Trecho para leitura
◇ ◇ ◇ ◇ ◇
Por Françoise Trapenard

Tempos de profunda transformação, como este que nos tocou viver, exigem mudanças em todos os campos. Nosso modo de vida está em xeque e o mundo corporativo é parte integrante desta crise de significados. Dentre os novos caminhos escolhidos pelas organizações contemporâneas, fazer da sustentabilidade o modelo de definição tanto de seus negócios quanto de suas estratégias, parece ser o que melhor responde às expectativas de seus múltiplos públicos de interesse. Sustentável vem do latim sustenere, capacidade de manter-se por longos períodos. Este conceito entrou em nossos vocabulários quando começou a ficar claro que, ao contrário do que afirmavam os pensadores no início do Capitalismo, a natureza não era uma fonte inesgotável de recursos a serviço do homem. Os ambientalistas e acadêmicos foram os primeiros a evidenciar que apostar em um modelo de desenvolvimento econômico que destrói o meio-ambiente seria equivalente a colocar em risco a vida no planeta. Destes inícios, em meados da década de sessenta, para cá, esta ideia só foi se ampliando e entrando em múltiplos campos. Hoje, sustentabilidade se tornou um novo valor, um norte que se almeja alcançar como paradigma de convivência entre seres humanos, o meio-ambiente e as instituições.
◇ ◇ ◇ ◇ ◇
Itens de dados

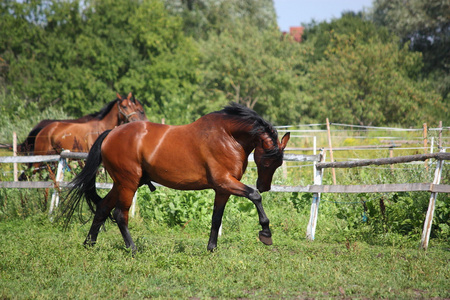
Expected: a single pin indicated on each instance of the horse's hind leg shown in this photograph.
(121, 216)
(219, 206)
(102, 212)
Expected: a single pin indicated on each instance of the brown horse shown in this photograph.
(210, 153)
(27, 147)
(79, 137)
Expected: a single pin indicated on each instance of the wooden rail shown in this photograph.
(316, 189)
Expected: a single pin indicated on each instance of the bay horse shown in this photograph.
(79, 137)
(27, 147)
(211, 153)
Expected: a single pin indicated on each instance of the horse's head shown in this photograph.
(130, 109)
(268, 157)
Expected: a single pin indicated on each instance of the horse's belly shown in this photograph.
(178, 178)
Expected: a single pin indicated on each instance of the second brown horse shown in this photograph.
(79, 137)
(211, 153)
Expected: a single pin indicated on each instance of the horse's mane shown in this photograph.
(104, 111)
(247, 116)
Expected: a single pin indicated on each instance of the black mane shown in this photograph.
(104, 111)
(259, 125)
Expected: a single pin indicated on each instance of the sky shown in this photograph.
(295, 12)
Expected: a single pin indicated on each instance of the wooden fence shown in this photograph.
(316, 189)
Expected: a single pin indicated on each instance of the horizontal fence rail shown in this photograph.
(316, 189)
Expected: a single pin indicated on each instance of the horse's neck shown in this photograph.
(110, 121)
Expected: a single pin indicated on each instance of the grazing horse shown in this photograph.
(79, 137)
(27, 147)
(211, 153)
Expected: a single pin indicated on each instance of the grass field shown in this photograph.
(41, 261)
(366, 245)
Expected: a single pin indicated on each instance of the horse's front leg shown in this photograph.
(235, 187)
(265, 236)
(219, 206)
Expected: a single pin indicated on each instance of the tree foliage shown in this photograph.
(371, 83)
(426, 25)
(257, 69)
(183, 59)
(79, 57)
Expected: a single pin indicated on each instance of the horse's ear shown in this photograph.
(284, 140)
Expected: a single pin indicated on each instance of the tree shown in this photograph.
(203, 17)
(371, 83)
(257, 68)
(426, 25)
(77, 57)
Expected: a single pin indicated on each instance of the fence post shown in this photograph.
(333, 171)
(318, 176)
(431, 206)
(59, 178)
(133, 205)
(15, 154)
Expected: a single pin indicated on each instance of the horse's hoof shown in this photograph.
(266, 240)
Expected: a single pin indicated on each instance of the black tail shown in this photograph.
(27, 147)
(83, 185)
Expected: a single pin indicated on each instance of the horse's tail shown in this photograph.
(83, 185)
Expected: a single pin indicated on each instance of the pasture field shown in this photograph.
(39, 260)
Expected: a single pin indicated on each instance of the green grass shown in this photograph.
(39, 260)
(350, 258)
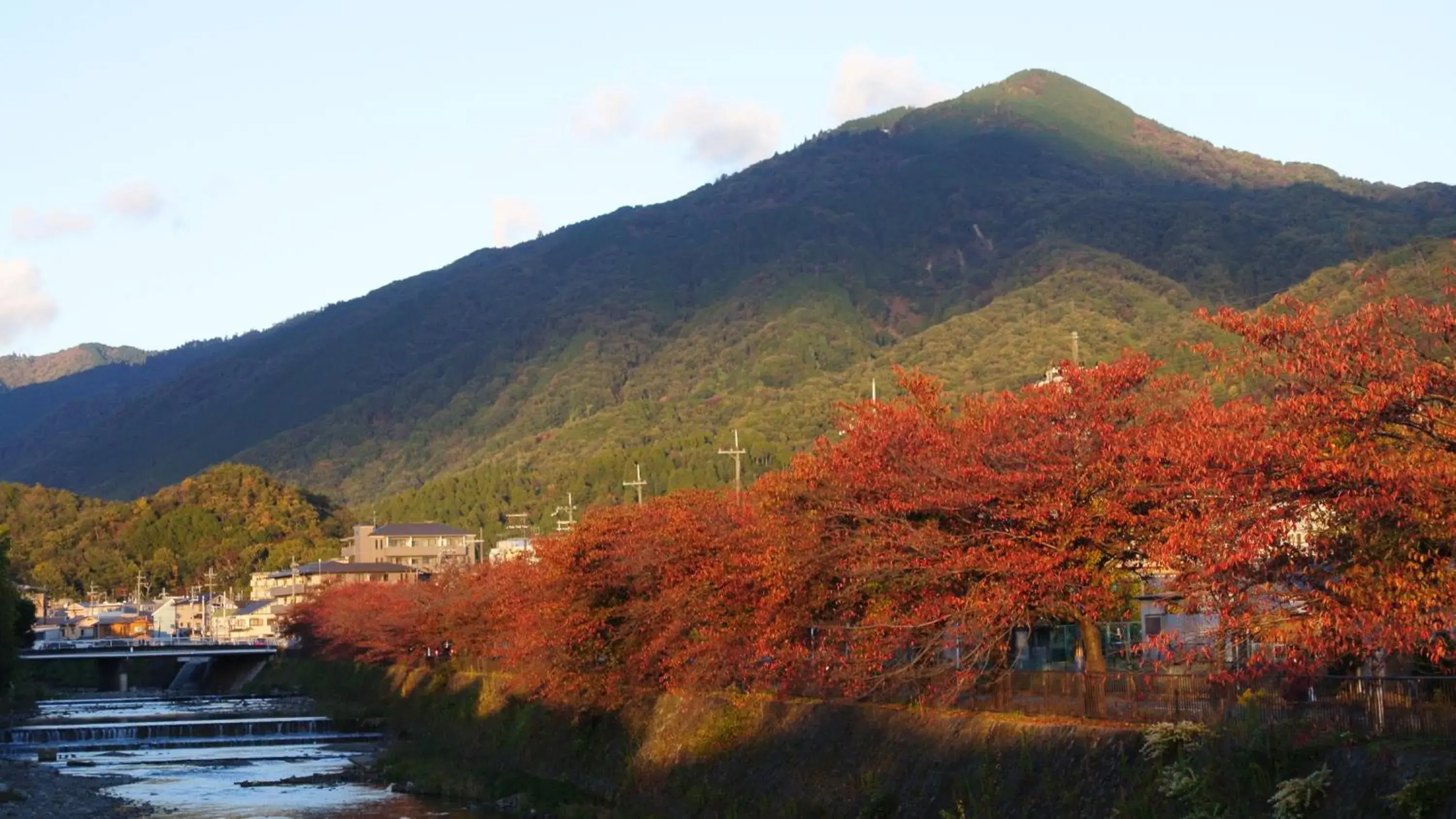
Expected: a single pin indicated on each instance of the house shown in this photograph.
(411, 544)
(1164, 629)
(184, 617)
(252, 620)
(287, 587)
(512, 549)
(117, 624)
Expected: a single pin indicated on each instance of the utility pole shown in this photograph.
(637, 483)
(565, 524)
(737, 453)
(209, 622)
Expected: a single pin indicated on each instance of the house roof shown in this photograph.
(338, 568)
(252, 607)
(404, 530)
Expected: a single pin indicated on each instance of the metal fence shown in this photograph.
(1387, 706)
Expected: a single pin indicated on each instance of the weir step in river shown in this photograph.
(190, 757)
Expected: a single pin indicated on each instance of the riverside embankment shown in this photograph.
(456, 732)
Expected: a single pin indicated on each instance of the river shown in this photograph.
(191, 757)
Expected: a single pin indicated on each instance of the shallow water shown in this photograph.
(204, 780)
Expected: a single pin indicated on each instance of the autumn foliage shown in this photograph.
(1312, 512)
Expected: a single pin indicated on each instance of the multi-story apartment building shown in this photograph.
(411, 544)
(287, 587)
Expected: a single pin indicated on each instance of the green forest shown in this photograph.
(232, 520)
(970, 239)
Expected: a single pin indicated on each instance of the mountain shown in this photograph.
(22, 370)
(232, 518)
(970, 238)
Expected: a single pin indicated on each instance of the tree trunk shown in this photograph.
(1094, 670)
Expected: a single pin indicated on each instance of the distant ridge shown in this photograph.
(967, 238)
(24, 370)
(1081, 120)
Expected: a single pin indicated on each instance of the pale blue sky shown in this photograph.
(182, 171)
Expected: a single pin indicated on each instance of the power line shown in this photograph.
(637, 483)
(565, 524)
(737, 453)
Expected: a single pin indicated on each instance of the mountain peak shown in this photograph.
(1085, 124)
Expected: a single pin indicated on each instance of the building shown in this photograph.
(512, 549)
(116, 624)
(411, 544)
(185, 617)
(254, 620)
(289, 587)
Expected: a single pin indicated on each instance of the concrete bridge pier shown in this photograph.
(114, 674)
(193, 674)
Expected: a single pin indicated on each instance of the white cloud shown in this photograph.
(721, 133)
(24, 305)
(137, 200)
(28, 225)
(605, 115)
(513, 220)
(870, 83)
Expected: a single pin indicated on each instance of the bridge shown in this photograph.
(204, 664)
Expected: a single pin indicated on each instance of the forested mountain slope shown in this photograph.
(970, 238)
(22, 370)
(232, 520)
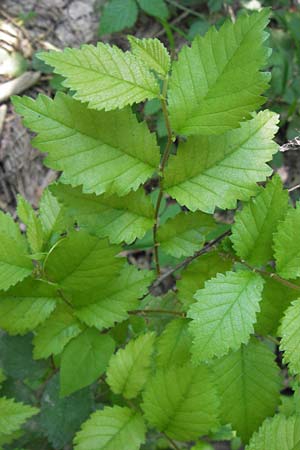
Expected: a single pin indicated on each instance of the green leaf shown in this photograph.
(15, 263)
(181, 402)
(104, 152)
(194, 276)
(290, 333)
(103, 76)
(153, 53)
(226, 168)
(173, 346)
(276, 297)
(277, 433)
(56, 332)
(252, 232)
(129, 368)
(185, 233)
(118, 15)
(111, 429)
(120, 219)
(82, 262)
(249, 387)
(13, 415)
(52, 215)
(84, 359)
(61, 417)
(17, 362)
(34, 230)
(156, 8)
(224, 313)
(114, 300)
(287, 245)
(217, 82)
(26, 305)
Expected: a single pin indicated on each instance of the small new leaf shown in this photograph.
(129, 367)
(224, 314)
(153, 53)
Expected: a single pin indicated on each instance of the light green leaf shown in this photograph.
(15, 263)
(61, 418)
(118, 15)
(111, 429)
(277, 433)
(129, 368)
(13, 415)
(103, 76)
(9, 226)
(110, 305)
(276, 297)
(194, 276)
(34, 230)
(56, 332)
(153, 53)
(252, 233)
(224, 313)
(287, 245)
(156, 8)
(210, 171)
(173, 346)
(52, 215)
(26, 305)
(290, 333)
(181, 402)
(249, 387)
(120, 219)
(217, 82)
(185, 233)
(84, 359)
(105, 152)
(82, 262)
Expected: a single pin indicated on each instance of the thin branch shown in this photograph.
(161, 169)
(174, 445)
(188, 260)
(156, 311)
(184, 8)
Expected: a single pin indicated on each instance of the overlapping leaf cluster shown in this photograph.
(69, 283)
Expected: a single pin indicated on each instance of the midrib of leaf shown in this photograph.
(179, 403)
(229, 310)
(113, 438)
(105, 74)
(219, 162)
(131, 368)
(98, 140)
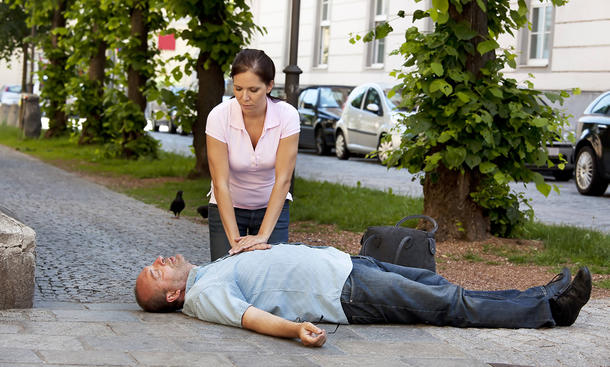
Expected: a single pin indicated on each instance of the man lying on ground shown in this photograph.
(281, 290)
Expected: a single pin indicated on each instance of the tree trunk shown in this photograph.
(447, 199)
(477, 18)
(447, 192)
(92, 127)
(136, 79)
(57, 119)
(211, 89)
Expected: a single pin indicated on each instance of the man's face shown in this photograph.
(165, 274)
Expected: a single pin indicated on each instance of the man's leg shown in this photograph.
(377, 292)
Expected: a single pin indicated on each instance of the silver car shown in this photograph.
(368, 116)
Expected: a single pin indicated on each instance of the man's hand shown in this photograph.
(311, 335)
(258, 246)
(247, 242)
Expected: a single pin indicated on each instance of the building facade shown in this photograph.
(566, 47)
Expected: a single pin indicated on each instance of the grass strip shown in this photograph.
(350, 208)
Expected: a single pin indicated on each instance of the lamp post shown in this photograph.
(292, 71)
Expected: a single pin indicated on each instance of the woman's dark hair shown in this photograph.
(256, 61)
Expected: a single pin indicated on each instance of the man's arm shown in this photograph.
(265, 323)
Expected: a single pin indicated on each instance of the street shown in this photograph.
(565, 207)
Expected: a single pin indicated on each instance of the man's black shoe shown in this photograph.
(559, 283)
(566, 306)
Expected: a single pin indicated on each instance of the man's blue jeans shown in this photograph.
(248, 223)
(378, 292)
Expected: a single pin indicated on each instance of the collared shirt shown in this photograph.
(295, 282)
(251, 171)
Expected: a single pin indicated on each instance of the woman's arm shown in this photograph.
(285, 161)
(218, 159)
(265, 323)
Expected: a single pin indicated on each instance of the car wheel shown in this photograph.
(563, 175)
(172, 128)
(588, 178)
(321, 147)
(384, 147)
(341, 146)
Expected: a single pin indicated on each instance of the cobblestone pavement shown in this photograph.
(91, 242)
(567, 207)
(59, 334)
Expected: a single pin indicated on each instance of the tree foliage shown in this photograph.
(13, 29)
(472, 122)
(218, 29)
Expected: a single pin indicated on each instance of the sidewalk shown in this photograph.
(92, 242)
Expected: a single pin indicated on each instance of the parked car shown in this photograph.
(559, 151)
(320, 108)
(592, 150)
(369, 115)
(10, 94)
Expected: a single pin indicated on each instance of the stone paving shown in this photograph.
(566, 207)
(92, 242)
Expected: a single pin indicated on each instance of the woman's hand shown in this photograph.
(258, 246)
(311, 335)
(247, 241)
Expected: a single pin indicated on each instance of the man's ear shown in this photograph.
(171, 296)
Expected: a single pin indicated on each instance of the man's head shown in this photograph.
(160, 287)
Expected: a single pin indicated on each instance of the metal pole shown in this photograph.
(292, 71)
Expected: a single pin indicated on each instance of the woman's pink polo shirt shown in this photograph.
(251, 171)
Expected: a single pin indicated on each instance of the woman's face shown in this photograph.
(250, 91)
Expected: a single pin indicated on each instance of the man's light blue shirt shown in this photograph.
(295, 282)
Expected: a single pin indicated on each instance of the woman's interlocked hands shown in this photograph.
(249, 243)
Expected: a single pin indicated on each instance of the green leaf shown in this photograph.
(486, 46)
(540, 122)
(463, 97)
(442, 85)
(487, 167)
(543, 187)
(441, 5)
(437, 68)
(496, 92)
(455, 156)
(472, 160)
(463, 31)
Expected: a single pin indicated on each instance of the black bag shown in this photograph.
(401, 245)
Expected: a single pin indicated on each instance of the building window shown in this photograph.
(323, 36)
(539, 39)
(379, 15)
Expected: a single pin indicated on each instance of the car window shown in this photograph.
(603, 106)
(357, 101)
(308, 96)
(333, 97)
(373, 97)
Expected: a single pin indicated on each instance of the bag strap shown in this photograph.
(365, 244)
(429, 219)
(401, 246)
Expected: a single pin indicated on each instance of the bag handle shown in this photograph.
(365, 244)
(401, 246)
(429, 219)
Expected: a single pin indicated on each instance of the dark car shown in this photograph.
(319, 109)
(592, 151)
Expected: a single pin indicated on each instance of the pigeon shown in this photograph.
(203, 210)
(178, 204)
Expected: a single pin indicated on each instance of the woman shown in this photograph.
(252, 143)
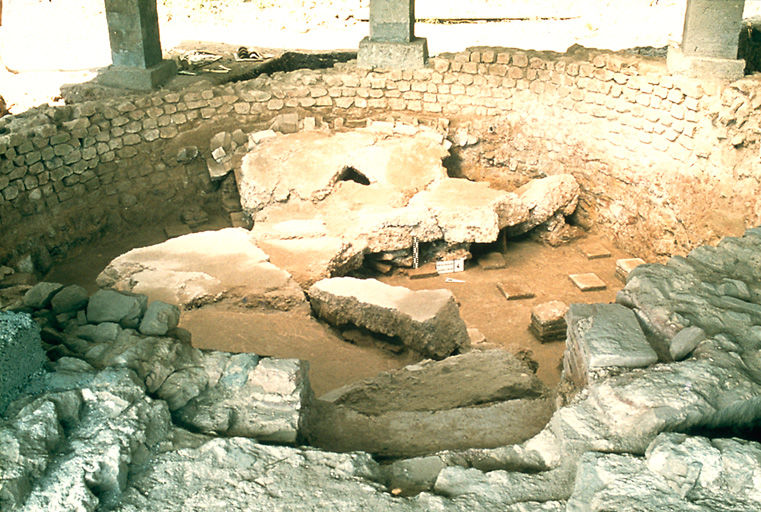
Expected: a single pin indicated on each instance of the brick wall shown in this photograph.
(666, 163)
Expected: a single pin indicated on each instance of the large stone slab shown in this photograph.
(21, 355)
(426, 321)
(201, 268)
(604, 336)
(259, 398)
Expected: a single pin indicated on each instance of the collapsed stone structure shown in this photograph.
(105, 425)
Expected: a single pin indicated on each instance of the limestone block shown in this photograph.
(602, 336)
(159, 318)
(426, 321)
(263, 399)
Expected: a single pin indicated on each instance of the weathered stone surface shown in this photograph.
(159, 318)
(678, 473)
(40, 294)
(126, 309)
(206, 267)
(69, 298)
(263, 399)
(427, 321)
(487, 398)
(603, 336)
(459, 381)
(21, 355)
(685, 342)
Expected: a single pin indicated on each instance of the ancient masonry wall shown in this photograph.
(666, 163)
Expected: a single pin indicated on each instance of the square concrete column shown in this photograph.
(709, 41)
(133, 29)
(392, 43)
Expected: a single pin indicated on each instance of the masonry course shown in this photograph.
(608, 110)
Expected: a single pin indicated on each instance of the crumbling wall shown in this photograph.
(665, 163)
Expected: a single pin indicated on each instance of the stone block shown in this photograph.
(392, 20)
(143, 79)
(603, 336)
(696, 66)
(21, 355)
(392, 55)
(426, 321)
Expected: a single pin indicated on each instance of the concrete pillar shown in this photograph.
(392, 43)
(133, 29)
(709, 41)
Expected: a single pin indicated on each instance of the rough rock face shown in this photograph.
(374, 190)
(482, 399)
(201, 268)
(678, 472)
(262, 399)
(426, 321)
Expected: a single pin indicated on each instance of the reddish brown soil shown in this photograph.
(334, 362)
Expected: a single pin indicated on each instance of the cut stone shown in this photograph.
(548, 320)
(625, 266)
(514, 291)
(602, 336)
(685, 342)
(202, 268)
(21, 355)
(111, 306)
(461, 397)
(588, 282)
(492, 261)
(426, 321)
(595, 251)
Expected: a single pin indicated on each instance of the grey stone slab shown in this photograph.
(595, 251)
(514, 291)
(21, 355)
(685, 342)
(143, 79)
(607, 335)
(392, 55)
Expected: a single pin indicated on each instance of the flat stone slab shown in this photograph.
(595, 251)
(624, 266)
(202, 268)
(588, 282)
(514, 291)
(602, 336)
(492, 261)
(426, 321)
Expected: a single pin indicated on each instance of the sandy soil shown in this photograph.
(68, 42)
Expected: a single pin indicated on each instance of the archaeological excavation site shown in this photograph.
(238, 278)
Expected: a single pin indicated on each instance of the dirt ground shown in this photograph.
(335, 362)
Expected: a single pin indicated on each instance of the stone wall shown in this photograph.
(665, 163)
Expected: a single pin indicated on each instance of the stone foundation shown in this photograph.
(665, 162)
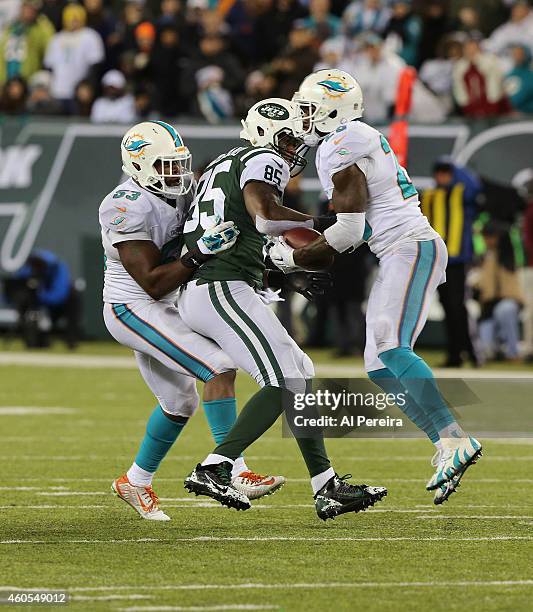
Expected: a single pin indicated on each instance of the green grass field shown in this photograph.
(61, 528)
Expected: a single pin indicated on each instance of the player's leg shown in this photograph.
(178, 400)
(411, 275)
(175, 353)
(378, 373)
(220, 409)
(166, 351)
(248, 331)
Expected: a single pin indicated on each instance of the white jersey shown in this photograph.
(130, 212)
(393, 214)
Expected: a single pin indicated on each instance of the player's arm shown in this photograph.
(141, 259)
(349, 201)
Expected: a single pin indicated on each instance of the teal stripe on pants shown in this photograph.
(424, 266)
(156, 339)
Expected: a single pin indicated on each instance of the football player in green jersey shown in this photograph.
(245, 185)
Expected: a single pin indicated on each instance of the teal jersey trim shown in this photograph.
(159, 341)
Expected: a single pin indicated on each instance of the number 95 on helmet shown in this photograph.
(155, 156)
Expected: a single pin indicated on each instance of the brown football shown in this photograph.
(300, 237)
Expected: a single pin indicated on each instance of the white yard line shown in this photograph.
(201, 608)
(206, 539)
(127, 362)
(280, 586)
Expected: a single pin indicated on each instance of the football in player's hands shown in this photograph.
(299, 237)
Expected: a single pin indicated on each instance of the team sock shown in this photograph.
(386, 380)
(162, 431)
(318, 481)
(417, 379)
(139, 477)
(257, 416)
(221, 415)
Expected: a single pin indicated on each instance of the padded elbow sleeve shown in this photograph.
(347, 232)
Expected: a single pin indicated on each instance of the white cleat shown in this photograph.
(443, 492)
(142, 499)
(255, 485)
(457, 455)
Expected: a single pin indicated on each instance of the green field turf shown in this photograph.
(61, 528)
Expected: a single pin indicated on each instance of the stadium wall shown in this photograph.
(53, 175)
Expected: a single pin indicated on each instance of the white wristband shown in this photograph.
(346, 232)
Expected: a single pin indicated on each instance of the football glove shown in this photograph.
(308, 284)
(218, 238)
(281, 255)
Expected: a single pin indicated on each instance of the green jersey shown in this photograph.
(220, 192)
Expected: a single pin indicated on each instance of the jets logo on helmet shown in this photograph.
(154, 155)
(327, 99)
(273, 111)
(135, 144)
(335, 87)
(277, 124)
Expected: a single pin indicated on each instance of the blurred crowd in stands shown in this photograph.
(120, 60)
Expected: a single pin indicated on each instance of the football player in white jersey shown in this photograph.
(375, 201)
(142, 221)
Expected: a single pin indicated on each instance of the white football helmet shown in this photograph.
(154, 155)
(327, 99)
(277, 124)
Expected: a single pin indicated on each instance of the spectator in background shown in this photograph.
(437, 73)
(23, 43)
(272, 27)
(47, 291)
(296, 61)
(451, 208)
(527, 274)
(404, 31)
(518, 82)
(9, 10)
(165, 68)
(365, 16)
(133, 15)
(145, 36)
(478, 82)
(241, 21)
(74, 54)
(83, 99)
(435, 25)
(115, 105)
(500, 295)
(40, 100)
(518, 30)
(322, 23)
(13, 97)
(214, 102)
(53, 9)
(377, 71)
(258, 86)
(171, 15)
(213, 52)
(331, 52)
(101, 20)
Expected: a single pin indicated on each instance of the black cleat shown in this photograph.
(338, 497)
(214, 481)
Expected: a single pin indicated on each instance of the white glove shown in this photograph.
(282, 255)
(218, 238)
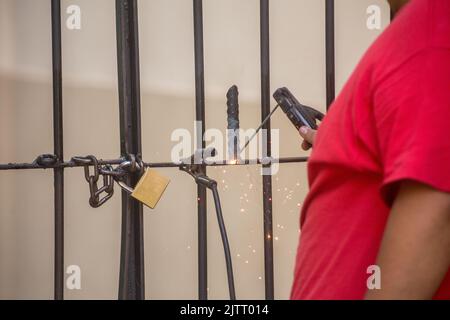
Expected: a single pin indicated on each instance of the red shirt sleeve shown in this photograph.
(412, 112)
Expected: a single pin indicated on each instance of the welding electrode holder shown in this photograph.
(193, 166)
(299, 114)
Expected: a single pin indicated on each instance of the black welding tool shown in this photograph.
(193, 166)
(299, 114)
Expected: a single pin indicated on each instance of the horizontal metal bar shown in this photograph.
(72, 164)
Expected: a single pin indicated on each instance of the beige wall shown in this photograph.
(91, 126)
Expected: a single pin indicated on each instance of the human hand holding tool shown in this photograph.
(302, 117)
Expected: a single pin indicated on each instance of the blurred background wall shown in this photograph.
(91, 126)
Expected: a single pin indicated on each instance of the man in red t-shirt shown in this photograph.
(378, 211)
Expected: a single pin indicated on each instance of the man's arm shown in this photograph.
(415, 252)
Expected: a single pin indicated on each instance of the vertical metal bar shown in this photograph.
(330, 52)
(267, 179)
(58, 149)
(200, 117)
(131, 280)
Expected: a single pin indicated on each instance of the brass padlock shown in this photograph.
(149, 188)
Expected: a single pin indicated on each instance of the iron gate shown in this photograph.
(131, 279)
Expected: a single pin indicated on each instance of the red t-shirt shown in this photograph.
(390, 123)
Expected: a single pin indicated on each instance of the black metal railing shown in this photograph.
(131, 280)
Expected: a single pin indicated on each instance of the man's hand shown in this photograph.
(309, 136)
(415, 252)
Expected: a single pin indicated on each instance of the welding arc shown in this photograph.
(233, 122)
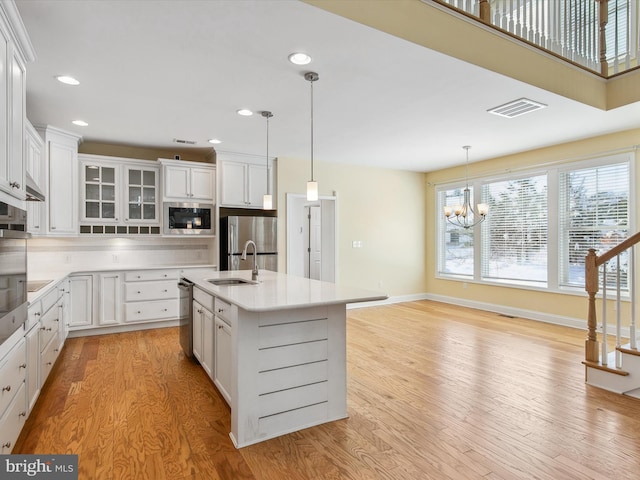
◇ ◇ ◇ ◇ ◇
Tarefas do exercício
**a)** Segundo o texto sobre sustentabilidade, de que palavra latina vem o termo "sustentável" e o que ela significa?
**b)** Prossiga com o texto sobre sustentabilidade a partir da última frase apresentada.
Os itens não têm nenhuma relação com o texto sobre sustentabilidade.

Respostas
**a)** Vem do latim sustenere, que significa capacidade de manter-se por longos períodos.

**b)**
 

John Elkington, um dos fundadores da ONG (organização não governamental) internacional SustainAbility, cunhou em 1990, o termo triple bottom line, ou tripé da sustentabilidade, por perceber que os consumidores e a sociedade em geral estavam cada vez mais interessados, não apenas nos resultados econômicos das corporações, mas também nos impactos sociais e ambientais de suas ações. Daí surgiu este modelo de indicadores para aferir os resultados integrais de um negócio em termos de pessoas, meio-ambiente e lucro. Lá se vai quase um quarto de século e podemos ver o caminho percorrido por dois ângulos – o copo meio vazio mostra o quanto ainda estamos distantes de uma mudança relevante no sistema. O modelo mais recorrente ainda é o do lucro a qualquer preço no campo dos negócios, e do consumismo cego no campo dos indivíduos, um alimentando o outro em um círculo vicioso que por vezes parece impossível de ser rompido. Agora também podemos olhar o copo meio cheio e ver o quanto se andou neste processo, com grandes corporações em meio a mudanças complexas em suas estratégias para atingir resultados igualmente relevantes nas três dimensões, sem falar das inúmeras empresas que já nascem com este modelo de negócios, sem precisar alterar nada, elas já são a expressão do que se costuma chamar Nova Economia.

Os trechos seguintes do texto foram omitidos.